PROBLEM TO WORK ON: Pick up the passage on shifting cultivation under colonial forest law right after its last sentence and keep writing it.

Like thatch and the monsoon, shifting cultivation was not adequately understood and was written about in negative ways, particularly in the Kanara and Malabar regions, where it was traditionally called kumri and punam, respectively. Colonizers paid little attention to these communities as they saw them as vagrants: a nuisance. They recorded the practice of shifting cultivation as being wasteful. They recorded the timber that they valued being burnt (Brandis 1897; Cleghorn 1861), cultivation as being under-productive (Buchanan 1807), and the communities as being ‘heathen’ and devil-worshippers (Burnell 1894). However, the communities cut trees and set fire to a small patch of land to fertilize the soil to grow millets and access other edibles for their subsistence from the forests and other lands. Once the season was over, they would leave the site to regenerate itself by moving to another location and would only return a decade later, if at all.
In 1865, India’s first Forest Act was passed to initiate the settlement of forests, and to ban shifting cultivation. Subsequently, in the Indian Forest Act of 1878, a number of other practices were also banned including setting fire to grassy areas, accessing firewood and edibles from the forest, grazing, hunting, and building homes. Colonial records show that when the forest surveyors arrived in the late 1880s to settle the forest and assign rights, since kumri was already banned in 1865, the communities could not claim these lands (Chandran 2019). The only things left to claim by the locals were the valleys, with thota (gardens) and gadde/vayal (rice fields) that were taxed based on productivity. The kan (sacred grove) and kadu (forest) were annexed to government forests (reserved and protected) (Chandran, Rao, Gururaja, and Ramachandra 2010), betta (hill) lands were assigned only to collect leaf litter for manure (Buchy 1995), and bena/hakkal (savannah grasslands) were referred to as “wastelands”.

RECORDS SUPPLIED:
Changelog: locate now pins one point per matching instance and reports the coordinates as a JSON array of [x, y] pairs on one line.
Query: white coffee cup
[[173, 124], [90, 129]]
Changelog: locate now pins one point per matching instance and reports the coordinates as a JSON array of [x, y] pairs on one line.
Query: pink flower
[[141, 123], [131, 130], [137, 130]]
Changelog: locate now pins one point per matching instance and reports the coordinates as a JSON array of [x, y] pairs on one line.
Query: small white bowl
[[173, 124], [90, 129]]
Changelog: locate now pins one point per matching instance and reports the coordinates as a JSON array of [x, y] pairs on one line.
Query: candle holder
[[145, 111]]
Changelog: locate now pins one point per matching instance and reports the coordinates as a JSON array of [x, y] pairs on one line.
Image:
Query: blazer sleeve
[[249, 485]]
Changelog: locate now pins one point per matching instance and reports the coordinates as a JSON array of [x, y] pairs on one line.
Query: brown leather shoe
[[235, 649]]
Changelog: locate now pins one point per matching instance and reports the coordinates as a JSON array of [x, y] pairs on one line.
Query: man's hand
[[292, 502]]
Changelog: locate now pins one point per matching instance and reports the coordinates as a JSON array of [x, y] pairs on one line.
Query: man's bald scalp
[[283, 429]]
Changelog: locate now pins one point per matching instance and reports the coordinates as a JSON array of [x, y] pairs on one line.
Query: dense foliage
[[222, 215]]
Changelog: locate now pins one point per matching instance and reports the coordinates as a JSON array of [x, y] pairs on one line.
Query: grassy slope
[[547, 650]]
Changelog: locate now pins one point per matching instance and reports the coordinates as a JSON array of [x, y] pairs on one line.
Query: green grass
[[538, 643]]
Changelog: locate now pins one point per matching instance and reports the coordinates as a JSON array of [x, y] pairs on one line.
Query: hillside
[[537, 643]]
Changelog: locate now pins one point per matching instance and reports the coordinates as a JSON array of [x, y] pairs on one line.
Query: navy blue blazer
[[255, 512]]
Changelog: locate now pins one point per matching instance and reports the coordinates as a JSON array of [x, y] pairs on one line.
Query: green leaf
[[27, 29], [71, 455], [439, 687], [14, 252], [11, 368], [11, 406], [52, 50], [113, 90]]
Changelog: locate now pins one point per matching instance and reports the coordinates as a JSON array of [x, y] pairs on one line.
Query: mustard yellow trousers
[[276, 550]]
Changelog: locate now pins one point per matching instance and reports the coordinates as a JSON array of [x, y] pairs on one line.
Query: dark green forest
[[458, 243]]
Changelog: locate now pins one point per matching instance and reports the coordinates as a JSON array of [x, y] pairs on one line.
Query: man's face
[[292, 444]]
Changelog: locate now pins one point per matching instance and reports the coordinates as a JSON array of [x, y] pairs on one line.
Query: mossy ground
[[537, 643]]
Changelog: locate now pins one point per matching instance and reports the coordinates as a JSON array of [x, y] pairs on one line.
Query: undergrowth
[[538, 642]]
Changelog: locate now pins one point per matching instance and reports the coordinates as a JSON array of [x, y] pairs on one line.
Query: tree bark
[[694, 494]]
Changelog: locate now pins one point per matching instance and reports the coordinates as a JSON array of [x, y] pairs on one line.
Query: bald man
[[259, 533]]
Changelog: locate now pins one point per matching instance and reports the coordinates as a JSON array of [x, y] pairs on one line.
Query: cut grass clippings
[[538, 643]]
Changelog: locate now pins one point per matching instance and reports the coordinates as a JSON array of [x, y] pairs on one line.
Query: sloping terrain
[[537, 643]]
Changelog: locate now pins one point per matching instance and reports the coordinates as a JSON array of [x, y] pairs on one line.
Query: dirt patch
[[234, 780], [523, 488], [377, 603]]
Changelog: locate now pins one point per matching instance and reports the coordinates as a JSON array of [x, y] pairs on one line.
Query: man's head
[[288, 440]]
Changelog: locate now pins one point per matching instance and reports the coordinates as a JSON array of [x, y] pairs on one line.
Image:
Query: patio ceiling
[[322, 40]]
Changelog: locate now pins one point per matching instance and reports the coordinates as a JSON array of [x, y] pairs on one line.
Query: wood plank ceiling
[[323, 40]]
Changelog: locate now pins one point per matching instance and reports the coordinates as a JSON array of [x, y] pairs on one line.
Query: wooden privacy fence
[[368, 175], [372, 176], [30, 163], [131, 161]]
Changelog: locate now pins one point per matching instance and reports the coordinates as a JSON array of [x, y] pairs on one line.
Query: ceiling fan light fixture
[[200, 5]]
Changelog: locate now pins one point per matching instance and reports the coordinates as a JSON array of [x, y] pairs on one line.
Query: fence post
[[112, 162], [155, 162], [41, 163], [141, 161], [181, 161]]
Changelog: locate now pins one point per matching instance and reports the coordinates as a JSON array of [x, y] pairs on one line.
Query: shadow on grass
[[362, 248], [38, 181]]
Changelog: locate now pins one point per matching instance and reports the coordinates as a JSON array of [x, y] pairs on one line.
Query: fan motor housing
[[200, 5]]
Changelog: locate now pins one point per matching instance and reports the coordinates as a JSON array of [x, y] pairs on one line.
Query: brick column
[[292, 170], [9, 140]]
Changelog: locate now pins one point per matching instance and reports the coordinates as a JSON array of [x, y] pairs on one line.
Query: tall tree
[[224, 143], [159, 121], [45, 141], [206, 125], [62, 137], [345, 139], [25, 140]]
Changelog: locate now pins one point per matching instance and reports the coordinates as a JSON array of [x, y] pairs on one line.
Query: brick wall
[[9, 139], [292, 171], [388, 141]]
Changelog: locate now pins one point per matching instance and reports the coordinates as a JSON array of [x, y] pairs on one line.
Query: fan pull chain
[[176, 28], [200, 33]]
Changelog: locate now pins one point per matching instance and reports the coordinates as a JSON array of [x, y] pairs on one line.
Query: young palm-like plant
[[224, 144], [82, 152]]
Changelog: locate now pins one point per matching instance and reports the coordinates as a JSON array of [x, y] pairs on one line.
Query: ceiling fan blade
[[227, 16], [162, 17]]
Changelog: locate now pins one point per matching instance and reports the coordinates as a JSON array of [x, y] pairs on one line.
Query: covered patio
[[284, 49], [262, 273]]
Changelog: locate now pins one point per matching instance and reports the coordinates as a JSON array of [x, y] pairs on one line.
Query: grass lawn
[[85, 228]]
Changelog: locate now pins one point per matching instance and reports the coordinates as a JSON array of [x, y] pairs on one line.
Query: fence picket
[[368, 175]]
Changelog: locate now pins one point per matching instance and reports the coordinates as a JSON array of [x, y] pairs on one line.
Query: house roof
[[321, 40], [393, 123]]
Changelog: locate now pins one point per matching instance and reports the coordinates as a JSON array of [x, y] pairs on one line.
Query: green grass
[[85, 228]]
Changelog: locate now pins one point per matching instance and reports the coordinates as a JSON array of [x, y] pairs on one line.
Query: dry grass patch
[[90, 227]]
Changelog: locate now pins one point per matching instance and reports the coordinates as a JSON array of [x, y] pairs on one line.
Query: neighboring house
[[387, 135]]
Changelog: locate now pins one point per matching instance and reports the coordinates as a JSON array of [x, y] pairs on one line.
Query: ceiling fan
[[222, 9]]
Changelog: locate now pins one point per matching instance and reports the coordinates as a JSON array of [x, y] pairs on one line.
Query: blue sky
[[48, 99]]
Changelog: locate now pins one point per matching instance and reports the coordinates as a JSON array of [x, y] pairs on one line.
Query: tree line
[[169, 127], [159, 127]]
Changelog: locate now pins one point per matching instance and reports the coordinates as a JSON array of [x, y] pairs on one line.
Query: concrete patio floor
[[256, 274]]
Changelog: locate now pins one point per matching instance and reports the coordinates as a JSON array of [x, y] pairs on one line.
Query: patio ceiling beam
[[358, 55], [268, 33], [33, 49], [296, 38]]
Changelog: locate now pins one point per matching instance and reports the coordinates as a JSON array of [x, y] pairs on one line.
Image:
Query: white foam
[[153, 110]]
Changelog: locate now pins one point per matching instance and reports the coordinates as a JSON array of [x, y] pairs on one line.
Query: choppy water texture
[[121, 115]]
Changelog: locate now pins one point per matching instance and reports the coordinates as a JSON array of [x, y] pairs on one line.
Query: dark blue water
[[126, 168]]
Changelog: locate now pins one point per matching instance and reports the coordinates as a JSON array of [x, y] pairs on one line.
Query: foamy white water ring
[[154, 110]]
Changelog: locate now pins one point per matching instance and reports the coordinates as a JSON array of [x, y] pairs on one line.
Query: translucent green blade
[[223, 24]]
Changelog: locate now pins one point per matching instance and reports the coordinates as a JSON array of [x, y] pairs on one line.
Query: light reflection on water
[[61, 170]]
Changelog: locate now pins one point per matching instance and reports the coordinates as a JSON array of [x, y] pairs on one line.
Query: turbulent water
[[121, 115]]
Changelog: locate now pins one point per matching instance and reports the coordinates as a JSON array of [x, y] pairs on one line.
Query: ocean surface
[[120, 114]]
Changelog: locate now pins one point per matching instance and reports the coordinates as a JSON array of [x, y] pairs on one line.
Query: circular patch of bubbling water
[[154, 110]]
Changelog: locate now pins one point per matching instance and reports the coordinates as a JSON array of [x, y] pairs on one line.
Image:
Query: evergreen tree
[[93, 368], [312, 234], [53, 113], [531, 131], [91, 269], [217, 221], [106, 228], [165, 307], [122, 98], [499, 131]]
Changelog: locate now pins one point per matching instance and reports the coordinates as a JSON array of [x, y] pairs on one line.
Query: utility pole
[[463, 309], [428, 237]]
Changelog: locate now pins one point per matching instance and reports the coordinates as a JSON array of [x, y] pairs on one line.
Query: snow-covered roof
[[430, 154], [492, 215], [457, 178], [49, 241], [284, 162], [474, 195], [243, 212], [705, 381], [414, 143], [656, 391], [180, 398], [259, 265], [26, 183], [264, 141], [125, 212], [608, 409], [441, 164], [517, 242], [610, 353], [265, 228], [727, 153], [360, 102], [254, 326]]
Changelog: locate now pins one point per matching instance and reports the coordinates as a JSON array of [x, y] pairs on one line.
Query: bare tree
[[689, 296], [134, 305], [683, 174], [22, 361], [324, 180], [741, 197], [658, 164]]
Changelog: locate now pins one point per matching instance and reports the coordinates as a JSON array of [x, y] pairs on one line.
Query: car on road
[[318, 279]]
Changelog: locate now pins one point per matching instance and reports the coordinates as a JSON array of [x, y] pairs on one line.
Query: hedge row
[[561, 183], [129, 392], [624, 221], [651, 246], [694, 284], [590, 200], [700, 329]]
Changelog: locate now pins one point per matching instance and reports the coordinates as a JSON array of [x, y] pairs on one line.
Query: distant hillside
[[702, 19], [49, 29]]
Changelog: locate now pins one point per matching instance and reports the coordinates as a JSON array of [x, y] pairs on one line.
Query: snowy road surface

FINAL ANSWER:
Banning kumri cultivation enabled foresters to survey, assign rights, and claim rights to any unclaimed lands (Ribbentrop 1900). Historically, the treed areas were designated either as Reserved Forest or Protected Forest (Brandis 1875) while areas that seemed to be uncultivated or abandoned were seen as unproductive and uninhabited and marked as wastelands (Waste Lands Act 1863). These were then designated either to the Revenue Department or Forest Department. Along with banning local practices, the land typologies were either erased or transformed, primarily transferred to one of two categories—forest land or revenue land. Due to the lack of understanding the complexity of the local inhabitant and monsoon, these mobile communities were slowly forced to stop moving, or were left out of the new system. This was the hardening of a nature-culture divide in the Ghats.
Wetness, Depth, and Movement - Traversing the Terrain
From the colonial engagement in the Ghats, two major concepts emerge as being marginalized: shifting cultivation which was banned through settlement and forest laws, and a gradient of wetness, removed from people’s everyday lives through the design of the tile and the idea of surface separating wet from dry. Both were marginalized through viewing the landscape of the Ghats from a distance and seeing it in a state of deterioration. In order to reveal a different ontology, it is important to consider movement (rather than settlement) and depth (rather than wet-dry).
It is possible that the local inhabitants valorized movement and depth, perhaps in correspondence (Ingold 2011) with each other across space and time, through operations of wetness, and seeping and oozing. I borrow from Fairhead and Leach (1996) as they suggest, in the case of Kissidougou, Guinea, that “if forest is considered to be ‘closer to nature’, for example, the assumption that use degrades contradicts the Kuranko experience that untouched land tends to be savanna, and that where one cultivates, trees multiply. Different ecologies— interacting soils, vegetation and so on—respond differently to use…” (Steinberg and Peters 2015, 13), and respond differently to wetness through movement.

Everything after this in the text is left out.